### AVAILABLE DATA
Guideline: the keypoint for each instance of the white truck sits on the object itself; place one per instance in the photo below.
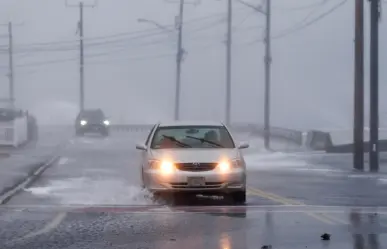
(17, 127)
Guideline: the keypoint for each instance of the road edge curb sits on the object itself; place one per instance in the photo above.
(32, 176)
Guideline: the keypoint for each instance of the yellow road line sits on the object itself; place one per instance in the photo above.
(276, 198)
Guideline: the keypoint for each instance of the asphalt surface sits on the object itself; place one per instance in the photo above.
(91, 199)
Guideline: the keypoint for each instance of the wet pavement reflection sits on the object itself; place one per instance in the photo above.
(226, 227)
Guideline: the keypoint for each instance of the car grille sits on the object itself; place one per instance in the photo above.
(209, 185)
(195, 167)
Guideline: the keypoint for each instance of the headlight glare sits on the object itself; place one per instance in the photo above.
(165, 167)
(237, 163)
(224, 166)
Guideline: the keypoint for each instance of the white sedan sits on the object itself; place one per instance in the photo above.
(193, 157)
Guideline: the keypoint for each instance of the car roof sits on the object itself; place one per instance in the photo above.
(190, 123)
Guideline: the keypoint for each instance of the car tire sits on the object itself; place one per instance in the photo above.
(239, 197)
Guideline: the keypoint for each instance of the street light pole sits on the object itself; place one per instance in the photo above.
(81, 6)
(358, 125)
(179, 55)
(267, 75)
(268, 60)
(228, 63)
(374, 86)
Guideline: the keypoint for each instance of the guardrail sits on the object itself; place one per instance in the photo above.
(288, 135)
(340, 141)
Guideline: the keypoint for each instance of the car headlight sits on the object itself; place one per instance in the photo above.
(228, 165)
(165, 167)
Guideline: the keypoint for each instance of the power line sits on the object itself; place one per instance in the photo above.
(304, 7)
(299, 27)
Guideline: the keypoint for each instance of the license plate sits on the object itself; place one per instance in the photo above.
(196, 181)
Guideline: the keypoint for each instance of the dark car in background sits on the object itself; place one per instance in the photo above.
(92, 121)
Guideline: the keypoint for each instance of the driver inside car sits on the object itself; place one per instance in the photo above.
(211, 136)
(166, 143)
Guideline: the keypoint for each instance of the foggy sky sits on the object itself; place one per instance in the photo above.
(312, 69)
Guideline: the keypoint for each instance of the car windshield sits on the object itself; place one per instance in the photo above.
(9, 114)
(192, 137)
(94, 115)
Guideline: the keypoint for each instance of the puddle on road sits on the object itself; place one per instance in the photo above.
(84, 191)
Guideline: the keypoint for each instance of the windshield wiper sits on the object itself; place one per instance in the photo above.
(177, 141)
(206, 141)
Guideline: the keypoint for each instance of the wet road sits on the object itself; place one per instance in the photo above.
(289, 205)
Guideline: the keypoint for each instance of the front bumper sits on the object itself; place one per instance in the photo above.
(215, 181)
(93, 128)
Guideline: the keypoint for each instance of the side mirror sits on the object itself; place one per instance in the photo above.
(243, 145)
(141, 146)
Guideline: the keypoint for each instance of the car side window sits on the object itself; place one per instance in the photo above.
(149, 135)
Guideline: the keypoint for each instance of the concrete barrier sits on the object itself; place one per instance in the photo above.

### DIRECTIONS FOR THIS TASK
Would you transcribe, exactly, the lines running from the one that contains "Guideline: the keypoint for each instance of the front" through the final line of the listing above? Include both ends and nothing else.

### TASK RESULT
Guideline: the keypoint for each instance of the front bumper sits on the object itself; place one per instance in the photo above.
(215, 181)
(93, 128)
Guideline: the keypoint for each instance of the side mirror sits on the object itself; place one per instance in the photo above.
(243, 145)
(141, 146)
Guideline: the keypoint for each instance of the car side window sits on the object itself; place one per instance in the photo above.
(149, 135)
Guideline: the keypoint for each instance of the concrete barrier sits on the object itself; place one per instance in the photo above.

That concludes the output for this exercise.